Selected text:
◆ ◆ ◆

[pgpool-general: 540] Re: load balancing seems to be bottlenecked by performance of master

David Kerr dmk at mr-paradox.net
Tue May 29 10:37:24 JST 2012


On 05/28/2012 05:55 PM, Tatsuo Ishii wrote:
>> On Mon, May 28, 2012 at 5:23 PM, Tatsuo Ishii<ishii at postgresql.org>  wrote:
>>>> On Mon, May 28, 2012 at 3:54 PM, Tatsuo Ishii<ishii at sraoss.co.jp>  wrote:
>>>>>> What are the reasons for analysing system catalogs on primary server?
>>>>>
>>>>> For example, if a table is a temporary one or not.
>>>>
>>>> Yes, but as I noted, I don't use temp tables at all.  If this is the
>>>> primary justification, then its not doing me any good, and causing
>>>> unnecessary negative performance impact.
>>>
>>> But how does pgpool know that you are not going to use temporary
>>> tables beforehand?

◆ ◆ ◆

Problem requirements: In the pgpool mailing-list post, take the part that opens with the words "David Kerr dmk" and closes with "negative performance impact.", and write it out again, changing "system catalogs" to "catalog tables".

Data:

◆ ◆ ◆

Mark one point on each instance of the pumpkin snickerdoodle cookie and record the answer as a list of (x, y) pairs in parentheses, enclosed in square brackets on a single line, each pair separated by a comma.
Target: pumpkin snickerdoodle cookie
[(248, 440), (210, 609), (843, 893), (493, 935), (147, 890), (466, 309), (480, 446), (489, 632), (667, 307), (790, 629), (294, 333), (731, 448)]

◆ ◆ ◆

Completed task:
David Kerr dmk at mr-paradox.net
Tue May 29 10:37:24 JST 2012


On 05/28/2012 05:55 PM, Tatsuo Ishii wrote:
>> On Mon, May 28, 2012 at 5:23 PM, Tatsuo Ishii<ishii at postgresql.org>  wrote:
>>>> On Mon, May 28, 2012 at 3:54 PM, Tatsuo Ishii<ishii at sraoss.co.jp>  wrote:
>>>>>> What are the reasons for analysing catalog tables on primary server?
>>>>>
>>>>> For example, if a table is a temporary one or not.
>>>>
>>>> Yes, but as I noted, I don't use temp tables at all.  If this is the
>>>> primary justification, then its not doing me any good, and causing
>>>> unnecessary negative performance impact.